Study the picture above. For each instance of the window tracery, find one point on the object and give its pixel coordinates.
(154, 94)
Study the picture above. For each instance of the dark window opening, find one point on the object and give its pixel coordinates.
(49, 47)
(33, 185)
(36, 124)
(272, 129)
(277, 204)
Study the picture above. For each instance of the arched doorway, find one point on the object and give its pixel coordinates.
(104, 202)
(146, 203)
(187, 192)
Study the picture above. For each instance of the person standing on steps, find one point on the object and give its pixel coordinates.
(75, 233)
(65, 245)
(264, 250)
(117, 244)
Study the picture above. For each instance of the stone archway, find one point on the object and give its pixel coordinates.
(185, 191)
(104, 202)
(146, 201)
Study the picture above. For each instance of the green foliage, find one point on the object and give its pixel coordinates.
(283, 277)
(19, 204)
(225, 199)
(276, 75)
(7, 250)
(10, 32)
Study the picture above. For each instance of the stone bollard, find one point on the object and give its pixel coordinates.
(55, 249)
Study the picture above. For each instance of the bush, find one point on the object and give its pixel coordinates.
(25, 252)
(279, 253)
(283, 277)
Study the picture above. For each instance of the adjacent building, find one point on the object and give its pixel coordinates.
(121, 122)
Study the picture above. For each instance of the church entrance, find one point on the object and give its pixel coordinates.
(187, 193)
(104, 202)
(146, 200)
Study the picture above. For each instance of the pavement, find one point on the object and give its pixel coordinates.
==================================================
◆ **What needs to be done**: Reproduce every item above word for word, keeping each line as it stands.

◆ **Task result**:
Study the picture above. For each instance of the window tracery, find one point on the object and give its pixel coordinates.
(154, 94)
Study the picture above. For each instance of the dark window opening, find one point on the object and give its pixel coordinates.
(49, 47)
(33, 185)
(36, 124)
(272, 129)
(277, 204)
Study the picture above. For each instance of the arched doorway, find one point on the object and give its pixel coordinates.
(104, 202)
(146, 203)
(187, 192)
Study the picture above. For each instance of the person standing on steps, find one point on the object and give its pixel coordinates.
(75, 233)
(65, 245)
(264, 250)
(117, 244)
Study the picture above. For each instance of the stone archway, find one point on the object and give its pixel coordinates.
(185, 191)
(104, 202)
(146, 201)
Study the picture above. For each instance of the green foliage, find one point on the object and give its pixel coordinates.
(283, 277)
(19, 204)
(225, 199)
(276, 75)
(7, 250)
(10, 32)
Study the picture above. For each instance of the stone bollard, find one point on the object and give its pixel coordinates.
(55, 249)
Study the picture above. For each instance of the bush, find one point on the object and give its pixel coordinates.
(25, 252)
(279, 253)
(283, 277)
Study the picture above. For each instance of the adjacent building, find one point on the object and give its pixel coordinates.
(121, 122)
Study the picture above. For each instance of the church entrance, find one point on the object and give its pixel coordinates.
(187, 193)
(104, 202)
(146, 200)
Study the picture above. For each instance of the pavement, find one point on the object and give its pixel coordinates.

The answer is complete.